▶ _Work instruction 1_
Answer these questions from the Spring AI transcript:
(a) What term does the speaker use for putting your data in the body of the request?
(b) How does the speaker define a vector store?
(c) What is the name of the dog that went viral?
▶ _Work instruction 2_
Name every media outlet that the Spring AI transcript says covered the dog's ad.
▶ _Work instruction 3_
Resume the Spring AI transcript after its final sentence.

▶ _Text segment_
They don't know about your data, so you can put the data in the body of the request. That's called prompt stuffing. And you don't want to send all your data, just the data that's pertinent to the request. So you can use a retrieval augmented generation or Rag to do so by talking to a vector store, which is a data structure optimized for similarity search.

Then finally, given that their chat models and they're just designed to chat, sometimes they'll chat constantly, even about things about which they have no idea. That's called hallucination. And so you can use evaluation to sort of validate that what has been produced is actually a response that matters given the input. So I'm going to see how spring AI makes it trivial to pull together patterns like this, to get a production worthy application.

Building a Dog Adoption Application

Let's go to startups' fingernails. We're going to build an application to support adopting dogs, and you can imagine wanting a shelter to support that effort there. I'm going to use a Postgres vector store capability. I use GraalVM, I use the web support, I use open AI, but there are dozens of different models that you can use there.

What have I done? I've got GraalVM. I've got OpenAI. So there's that. I'm going to need SQL data mapping technology. I'm going to need dev tools to make it trivial to do live reloads. I'll use what else we want to. We want the web support to build a web service.

So I think I'm happy with that stuff there. We can also imagine bringing in an actuator to do observability. So I'm going to call this an assistant. And it's going to talk to a SQL database and give us information about the dogs available in the shelter. And we've got one dog in particular named Prancer that went viral for all the wrong reasons when his owner tried to put up this ad, trying to find a new home for this dog.

She describes the dog as, there's not just a, there's not a very big market for neurotic man hitting, animal hitting children, hitting dogs that look like gremlins. Right. Very funny ad I mean, it was covered by all sorts of media and sort of including people in BuzzFeed and USA today and the New York Times. Right.

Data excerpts

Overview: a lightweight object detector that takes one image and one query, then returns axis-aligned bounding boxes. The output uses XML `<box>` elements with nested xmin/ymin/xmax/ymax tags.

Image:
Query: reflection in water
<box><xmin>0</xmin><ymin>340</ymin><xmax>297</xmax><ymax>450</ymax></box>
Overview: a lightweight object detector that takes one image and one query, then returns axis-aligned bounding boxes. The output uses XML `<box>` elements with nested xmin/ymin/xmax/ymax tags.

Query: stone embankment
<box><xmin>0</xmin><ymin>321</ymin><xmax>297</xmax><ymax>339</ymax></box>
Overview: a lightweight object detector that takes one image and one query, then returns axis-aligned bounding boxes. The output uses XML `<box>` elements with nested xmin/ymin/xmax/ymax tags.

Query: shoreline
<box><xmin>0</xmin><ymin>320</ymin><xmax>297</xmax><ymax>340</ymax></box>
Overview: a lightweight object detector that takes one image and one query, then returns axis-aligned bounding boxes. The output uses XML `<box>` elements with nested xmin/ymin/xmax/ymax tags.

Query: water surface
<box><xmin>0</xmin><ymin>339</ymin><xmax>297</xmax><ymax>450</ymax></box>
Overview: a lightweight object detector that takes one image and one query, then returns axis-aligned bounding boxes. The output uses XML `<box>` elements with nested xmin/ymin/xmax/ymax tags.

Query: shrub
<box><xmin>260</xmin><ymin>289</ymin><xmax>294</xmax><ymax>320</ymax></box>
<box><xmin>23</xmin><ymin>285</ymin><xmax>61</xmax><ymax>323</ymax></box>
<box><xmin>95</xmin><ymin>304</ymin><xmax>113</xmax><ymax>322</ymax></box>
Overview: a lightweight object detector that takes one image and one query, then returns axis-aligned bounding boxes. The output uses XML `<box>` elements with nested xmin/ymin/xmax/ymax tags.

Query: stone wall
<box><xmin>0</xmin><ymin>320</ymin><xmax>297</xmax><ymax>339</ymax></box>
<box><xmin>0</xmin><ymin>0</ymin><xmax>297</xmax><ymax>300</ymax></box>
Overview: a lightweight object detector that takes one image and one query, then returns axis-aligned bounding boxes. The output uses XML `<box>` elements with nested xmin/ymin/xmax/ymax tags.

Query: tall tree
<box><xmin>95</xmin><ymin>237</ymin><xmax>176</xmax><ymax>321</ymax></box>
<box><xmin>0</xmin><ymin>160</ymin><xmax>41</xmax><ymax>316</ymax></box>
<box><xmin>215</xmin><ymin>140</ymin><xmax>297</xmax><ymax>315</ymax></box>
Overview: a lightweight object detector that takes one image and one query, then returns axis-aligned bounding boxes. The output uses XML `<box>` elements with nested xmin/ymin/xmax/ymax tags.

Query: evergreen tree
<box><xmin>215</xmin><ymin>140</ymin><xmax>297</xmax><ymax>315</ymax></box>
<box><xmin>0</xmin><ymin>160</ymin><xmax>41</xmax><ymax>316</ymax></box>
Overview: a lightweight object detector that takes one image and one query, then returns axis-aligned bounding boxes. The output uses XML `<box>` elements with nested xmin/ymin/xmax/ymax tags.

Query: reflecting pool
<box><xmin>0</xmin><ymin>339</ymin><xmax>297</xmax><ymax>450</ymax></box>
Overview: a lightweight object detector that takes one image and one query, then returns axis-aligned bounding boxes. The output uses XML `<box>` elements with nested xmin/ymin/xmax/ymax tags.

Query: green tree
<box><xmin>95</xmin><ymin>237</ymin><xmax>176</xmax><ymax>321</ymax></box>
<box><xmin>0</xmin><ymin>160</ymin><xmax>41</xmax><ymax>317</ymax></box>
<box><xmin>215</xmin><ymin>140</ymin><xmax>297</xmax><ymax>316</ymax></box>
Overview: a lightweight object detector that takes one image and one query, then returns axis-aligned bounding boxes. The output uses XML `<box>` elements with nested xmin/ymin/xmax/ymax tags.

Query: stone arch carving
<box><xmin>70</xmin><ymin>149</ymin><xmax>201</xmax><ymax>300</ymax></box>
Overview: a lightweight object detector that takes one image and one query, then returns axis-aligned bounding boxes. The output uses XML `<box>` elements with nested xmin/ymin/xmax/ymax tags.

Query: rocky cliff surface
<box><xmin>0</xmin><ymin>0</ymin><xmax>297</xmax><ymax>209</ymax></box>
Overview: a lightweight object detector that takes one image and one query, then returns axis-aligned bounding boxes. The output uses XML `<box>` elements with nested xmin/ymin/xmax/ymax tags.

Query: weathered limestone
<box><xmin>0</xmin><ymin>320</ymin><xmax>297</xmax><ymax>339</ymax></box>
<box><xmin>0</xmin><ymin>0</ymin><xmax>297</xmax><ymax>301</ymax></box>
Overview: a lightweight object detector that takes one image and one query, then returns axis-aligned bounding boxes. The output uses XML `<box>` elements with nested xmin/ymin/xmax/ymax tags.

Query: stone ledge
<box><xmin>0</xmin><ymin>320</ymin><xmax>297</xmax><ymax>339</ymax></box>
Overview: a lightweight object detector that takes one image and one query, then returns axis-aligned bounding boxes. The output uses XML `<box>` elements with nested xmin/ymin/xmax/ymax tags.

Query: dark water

▶ _Expected answer 1_
(a) Prompt stuffing.
(b) A data structure optimized for similarity search.
(c) Prancer.

▶ _Expected answer 2_
BuzzFeed, USA Today, the New York Times

▶ _Expected answer 3_
This is a very, very funny, well known ad about a dog. We can oh, well, whatever. So the point is we want to support adopting that dog. We've got an assistant here. I'm going to open this in my ID. And we're going to build an assistant. Now a couple things we need to specify here.

I'm going to add a dependency before we even get started doing anything. Here I'll use the spring I vector store capabilities. We'll come back to that in a bit. I'm going to make sure that we're using the snapshot versions of spring AI. Because remember, while it's going to come out GA in just a just a week or so, it's not yet.

I'm going to enjoy living on the edge here. So we'll paste that in there and then we'll upgrade this to spring AI snapshot. Oops. Okay, so there's this. Okay. So with that all in place, let's go ahead and build the application and connect it to our SQL data store which I'll do via some connectivity here.

Spring data source password is secret. Don't tell anybody. That's our little secret isn't it. So there's our username. And then finally the URL is Jdbc call in Postgres ql localhost my database. Yeah. And then this. So here's the assistant application okay. And what are we going to do. Well we're going to build an assistant.

It's going to be an Http controller. We'll have an assistant controller here. And I'm gonna have an Http endpoint that will have the username and the path variable. We can imagine using spring security. And we're going to just call it assistant okay. So a string assistant and it'll have the path variable as a user.

We'll have a question that gets sent from the user to ask questions about the dogs in the shelter. That's how normal dog adoption processes work. And in order to do that, some of the support responses to those questions, we're going to use the spring AI chat client, right. Which we can just build by injecting the builder like so.

So this dot I dot prompt dot to user pass in the user prompt. That's the question from the user. Get the content and set etc. etc.. Okay. Now where does that chat client come from? Well, we need to have specified an API key for OpenAI. I'm using OpenAI here. You can do whatever you want right. There's dozens of different supported models including Amazon, bedrock, Gemini, Google's Gemini, a llama, whatever AI, some local, some open source, some hosted, some public, whatever.

So we're going to do that. And, I think we've already got something here. Let's go ahead and start this up and see what that does. Okay. So now if I go here and I ask a very simple question, okay.

Tell it my name. It's complaining because that's the wrong URL. No problem. So we go there as a day-long assistant. Okay. It says do give me more context. So actually that's the, what I've done is I've accidentally sent the user path variable instead of the, the prompt. Right. So when we start that again and resubmit our question this time okay.

Hoping for a better answer. Okay, great. Let's see, does it remember? It doesn't have personal access, so it's forgotten me. I seem to have that effect on people. They meet me and then they forget me immediately. And the way we can get around that is by advising it with an advisor, which is like a filter on each request.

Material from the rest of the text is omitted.